Collected data
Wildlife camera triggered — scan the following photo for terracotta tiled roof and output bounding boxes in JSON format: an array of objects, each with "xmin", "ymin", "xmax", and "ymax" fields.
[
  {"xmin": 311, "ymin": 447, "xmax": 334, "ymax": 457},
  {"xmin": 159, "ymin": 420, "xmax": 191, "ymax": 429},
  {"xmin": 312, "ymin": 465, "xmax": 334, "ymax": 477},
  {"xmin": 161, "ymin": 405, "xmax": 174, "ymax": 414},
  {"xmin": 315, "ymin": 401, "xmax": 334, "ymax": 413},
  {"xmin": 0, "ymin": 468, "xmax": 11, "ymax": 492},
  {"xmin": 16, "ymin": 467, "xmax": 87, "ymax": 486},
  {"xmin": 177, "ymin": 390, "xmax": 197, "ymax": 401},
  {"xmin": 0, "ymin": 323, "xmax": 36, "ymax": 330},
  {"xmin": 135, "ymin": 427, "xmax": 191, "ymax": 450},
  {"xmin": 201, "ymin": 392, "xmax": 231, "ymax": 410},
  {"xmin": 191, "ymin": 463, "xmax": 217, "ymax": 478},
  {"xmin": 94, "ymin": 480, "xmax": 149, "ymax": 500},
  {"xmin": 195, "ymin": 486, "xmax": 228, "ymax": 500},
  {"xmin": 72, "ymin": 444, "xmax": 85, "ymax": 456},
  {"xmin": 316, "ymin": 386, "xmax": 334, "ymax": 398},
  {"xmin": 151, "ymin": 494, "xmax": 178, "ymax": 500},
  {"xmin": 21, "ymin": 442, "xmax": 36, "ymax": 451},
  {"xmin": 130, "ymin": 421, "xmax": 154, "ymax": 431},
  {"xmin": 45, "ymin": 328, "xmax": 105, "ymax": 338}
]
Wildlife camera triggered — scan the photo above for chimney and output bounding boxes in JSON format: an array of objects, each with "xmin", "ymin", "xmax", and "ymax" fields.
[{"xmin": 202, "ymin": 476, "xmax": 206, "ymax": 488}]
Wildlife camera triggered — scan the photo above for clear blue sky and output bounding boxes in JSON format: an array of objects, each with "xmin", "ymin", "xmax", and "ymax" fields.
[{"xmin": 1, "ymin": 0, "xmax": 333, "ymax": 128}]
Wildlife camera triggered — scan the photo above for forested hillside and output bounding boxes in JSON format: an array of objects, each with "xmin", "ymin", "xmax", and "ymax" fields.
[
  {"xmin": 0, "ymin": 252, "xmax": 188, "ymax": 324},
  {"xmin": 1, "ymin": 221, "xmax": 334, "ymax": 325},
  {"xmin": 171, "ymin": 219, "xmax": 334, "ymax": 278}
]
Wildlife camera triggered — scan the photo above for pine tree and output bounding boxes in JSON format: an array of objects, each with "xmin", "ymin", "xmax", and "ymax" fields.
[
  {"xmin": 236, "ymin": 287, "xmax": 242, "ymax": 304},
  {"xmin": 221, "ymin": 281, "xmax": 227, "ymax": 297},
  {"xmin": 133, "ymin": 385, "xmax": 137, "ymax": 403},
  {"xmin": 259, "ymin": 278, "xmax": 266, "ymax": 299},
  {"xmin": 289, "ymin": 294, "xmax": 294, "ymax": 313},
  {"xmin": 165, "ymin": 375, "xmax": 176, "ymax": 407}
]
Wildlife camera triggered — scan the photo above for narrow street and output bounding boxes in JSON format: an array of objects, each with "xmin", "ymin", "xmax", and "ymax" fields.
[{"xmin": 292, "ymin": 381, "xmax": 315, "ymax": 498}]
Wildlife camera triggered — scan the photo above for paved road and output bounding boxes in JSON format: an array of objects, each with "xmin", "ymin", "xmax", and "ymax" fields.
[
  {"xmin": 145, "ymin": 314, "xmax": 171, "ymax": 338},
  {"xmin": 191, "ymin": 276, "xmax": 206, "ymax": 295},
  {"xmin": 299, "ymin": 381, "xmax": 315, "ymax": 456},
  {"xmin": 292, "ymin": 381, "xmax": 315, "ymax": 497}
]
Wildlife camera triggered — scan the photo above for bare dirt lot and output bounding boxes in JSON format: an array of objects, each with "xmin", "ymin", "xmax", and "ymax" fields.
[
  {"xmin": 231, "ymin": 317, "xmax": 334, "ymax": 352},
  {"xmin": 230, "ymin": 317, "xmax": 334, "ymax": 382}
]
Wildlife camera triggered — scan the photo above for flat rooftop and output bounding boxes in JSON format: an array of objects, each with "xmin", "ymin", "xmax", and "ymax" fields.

**Exercise directions**
Repeat the records verbatim, every one of them.

**Response**
Wildlife camera triggered — scan the following photo for terracotta tiled roof and output bounding boxes in JSON format: an array of objects, each with "xmin", "ymin", "xmax", and "ymax" fields.
[
  {"xmin": 311, "ymin": 447, "xmax": 334, "ymax": 457},
  {"xmin": 159, "ymin": 420, "xmax": 191, "ymax": 429},
  {"xmin": 312, "ymin": 465, "xmax": 334, "ymax": 477},
  {"xmin": 161, "ymin": 405, "xmax": 174, "ymax": 414},
  {"xmin": 315, "ymin": 401, "xmax": 334, "ymax": 413},
  {"xmin": 0, "ymin": 468, "xmax": 11, "ymax": 492},
  {"xmin": 16, "ymin": 467, "xmax": 87, "ymax": 486},
  {"xmin": 177, "ymin": 390, "xmax": 197, "ymax": 401},
  {"xmin": 0, "ymin": 323, "xmax": 36, "ymax": 330},
  {"xmin": 135, "ymin": 427, "xmax": 191, "ymax": 450},
  {"xmin": 201, "ymin": 392, "xmax": 231, "ymax": 410},
  {"xmin": 191, "ymin": 463, "xmax": 217, "ymax": 478},
  {"xmin": 94, "ymin": 480, "xmax": 149, "ymax": 500},
  {"xmin": 195, "ymin": 486, "xmax": 228, "ymax": 500},
  {"xmin": 72, "ymin": 444, "xmax": 85, "ymax": 456},
  {"xmin": 316, "ymin": 386, "xmax": 334, "ymax": 398},
  {"xmin": 151, "ymin": 494, "xmax": 178, "ymax": 500},
  {"xmin": 21, "ymin": 442, "xmax": 36, "ymax": 451},
  {"xmin": 130, "ymin": 421, "xmax": 154, "ymax": 431},
  {"xmin": 45, "ymin": 328, "xmax": 105, "ymax": 338}
]
Wildlife camera triggered — scan the photo above for chimney and output bounding boxes in JSON format: an array of objects, each with "xmin", "ymin", "xmax", and "ymax" fields.
[{"xmin": 202, "ymin": 476, "xmax": 206, "ymax": 488}]
Wildlife camera triggered — scan the photo above for clear blue sky and output bounding boxes in JSON format: an array of objects, each with "xmin", "ymin", "xmax", and "ymax" fields.
[{"xmin": 1, "ymin": 0, "xmax": 333, "ymax": 128}]
Wildlife camera triggered — scan the photo above for forested hillside and output bounding boxes in JSON format: an array of objects, each with "xmin", "ymin", "xmax", and "ymax" fields.
[
  {"xmin": 0, "ymin": 252, "xmax": 188, "ymax": 324},
  {"xmin": 1, "ymin": 221, "xmax": 334, "ymax": 325},
  {"xmin": 171, "ymin": 219, "xmax": 334, "ymax": 278}
]
Wildlife camera triggered — scan the photo above for pine tree and output bounding boxes in JSON format: an array of objects, each with "xmin", "ymin", "xmax", and "ymax" fields.
[
  {"xmin": 236, "ymin": 287, "xmax": 242, "ymax": 304},
  {"xmin": 221, "ymin": 281, "xmax": 227, "ymax": 297},
  {"xmin": 133, "ymin": 385, "xmax": 137, "ymax": 403},
  {"xmin": 259, "ymin": 278, "xmax": 266, "ymax": 299},
  {"xmin": 289, "ymin": 294, "xmax": 294, "ymax": 313},
  {"xmin": 165, "ymin": 375, "xmax": 176, "ymax": 407}
]
Wildlife camera triggered — scan the photo above for narrow street and output bounding boxes in JSON format: an array of objects, each with "xmin", "ymin", "xmax", and "ymax" fields.
[{"xmin": 292, "ymin": 381, "xmax": 315, "ymax": 498}]
Wildlife camera triggered — scan the photo above for paved road and output bounding boxes in JSON format: an array of objects, each with "xmin", "ymin", "xmax", and "ymax" fields.
[
  {"xmin": 145, "ymin": 314, "xmax": 171, "ymax": 338},
  {"xmin": 191, "ymin": 276, "xmax": 206, "ymax": 295},
  {"xmin": 299, "ymin": 381, "xmax": 315, "ymax": 456},
  {"xmin": 292, "ymin": 381, "xmax": 315, "ymax": 497}
]
Wildlife camera triggered — scan the photo above for bare dirt lot and output bounding boxes in JSON format: an array of objects, each with "xmin", "ymin", "xmax", and "ymax" fields.
[
  {"xmin": 231, "ymin": 317, "xmax": 334, "ymax": 352},
  {"xmin": 230, "ymin": 317, "xmax": 334, "ymax": 382}
]
Wildlife camera triggered — scan the photo above for flat rooftop and output bounding boxes in JSON format: an array of objects, each with "xmin", "ymin", "xmax", and "ymax" fields.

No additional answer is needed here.